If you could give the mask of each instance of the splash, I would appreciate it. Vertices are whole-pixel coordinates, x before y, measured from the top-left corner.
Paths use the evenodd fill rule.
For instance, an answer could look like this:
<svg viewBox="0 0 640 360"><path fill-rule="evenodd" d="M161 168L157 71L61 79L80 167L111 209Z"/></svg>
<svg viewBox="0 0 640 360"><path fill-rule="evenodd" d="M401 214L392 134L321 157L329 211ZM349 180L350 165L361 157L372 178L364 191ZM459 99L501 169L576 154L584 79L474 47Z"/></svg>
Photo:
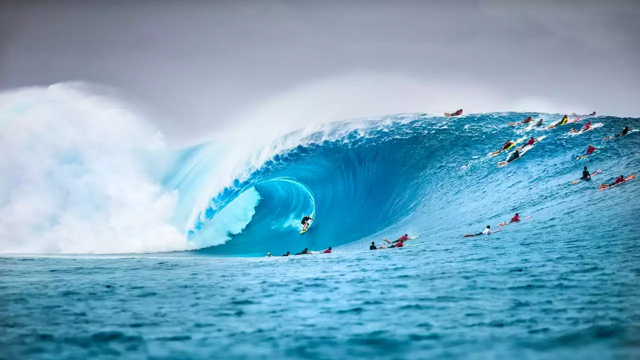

____

== TASK DESCRIPTION ==
Rewrite the lines of the items above as a JSON list of strings, one string per line and no blank lines, and leave the pictures out.

== RESULT OF THE TASK ==
[
  "If you could give the mask of each instance of the splash, I would appreciate it. Vertices are whole-pixel coordinates, x before y, measured from the top-left corner.",
  "Paths use the evenodd fill rule.",
  "For instance, an answer could look like this:",
  "<svg viewBox=\"0 0 640 360\"><path fill-rule=\"evenodd\" d=\"M161 168L157 71L61 79L80 167L111 209Z\"/></svg>",
  "<svg viewBox=\"0 0 640 360\"><path fill-rule=\"evenodd\" d=\"M401 214L392 134L321 157L329 211ZM349 180L350 165L361 157L372 178L364 191ZM459 99L501 169L576 154L584 79L474 47Z\"/></svg>",
  "Photo:"
]